> [Problem to solve] Rewrite the part of the data that opens with the line containing "Find the undergrowth;" and closes with the end of the data, putting "occurrence" in place of "instance" and leaving everything else unchanged. Return only that part.

....

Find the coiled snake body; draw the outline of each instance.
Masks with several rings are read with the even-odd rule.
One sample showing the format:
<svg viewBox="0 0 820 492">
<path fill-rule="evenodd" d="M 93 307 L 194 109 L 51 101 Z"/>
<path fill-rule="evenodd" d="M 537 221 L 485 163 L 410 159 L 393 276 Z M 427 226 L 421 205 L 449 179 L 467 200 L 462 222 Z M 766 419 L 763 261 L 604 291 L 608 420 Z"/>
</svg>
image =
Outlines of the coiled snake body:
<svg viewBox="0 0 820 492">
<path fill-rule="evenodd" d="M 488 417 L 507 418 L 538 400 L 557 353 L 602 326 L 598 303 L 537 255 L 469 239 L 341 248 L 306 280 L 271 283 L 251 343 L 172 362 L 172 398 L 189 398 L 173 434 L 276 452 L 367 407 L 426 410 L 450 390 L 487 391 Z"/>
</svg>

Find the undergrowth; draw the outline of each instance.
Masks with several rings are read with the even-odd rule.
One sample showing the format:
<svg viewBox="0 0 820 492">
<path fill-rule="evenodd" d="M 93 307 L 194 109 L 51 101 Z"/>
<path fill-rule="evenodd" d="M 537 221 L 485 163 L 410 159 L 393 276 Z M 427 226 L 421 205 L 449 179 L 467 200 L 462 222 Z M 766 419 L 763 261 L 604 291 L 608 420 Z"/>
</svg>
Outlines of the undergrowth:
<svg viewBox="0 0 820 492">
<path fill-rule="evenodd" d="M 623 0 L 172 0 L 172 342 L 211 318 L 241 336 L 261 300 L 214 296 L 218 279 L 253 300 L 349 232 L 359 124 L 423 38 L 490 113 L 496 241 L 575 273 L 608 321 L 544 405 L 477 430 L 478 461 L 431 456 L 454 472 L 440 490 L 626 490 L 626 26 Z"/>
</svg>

....

> [Written response]
Find the undergrowth; draw the outline of each occurrence.
Masks with several rings are read with the even-odd rule.
One sample showing the format:
<svg viewBox="0 0 820 492">
<path fill-rule="evenodd" d="M 93 307 L 194 109 L 51 101 Z"/>
<path fill-rule="evenodd" d="M 537 221 L 485 163 L 410 159 L 393 276 Z M 427 226 L 421 205 L 449 179 L 467 200 L 462 222 Z M 766 419 L 763 261 L 604 291 L 608 420 Z"/>
</svg>
Outlines of the undergrowth:
<svg viewBox="0 0 820 492">
<path fill-rule="evenodd" d="M 623 0 L 172 0 L 172 342 L 211 318 L 241 336 L 261 300 L 214 296 L 218 279 L 253 300 L 349 232 L 359 124 L 423 38 L 490 113 L 496 241 L 575 273 L 608 321 L 544 405 L 477 430 L 478 461 L 431 456 L 454 472 L 440 490 L 626 490 L 626 26 Z"/>
</svg>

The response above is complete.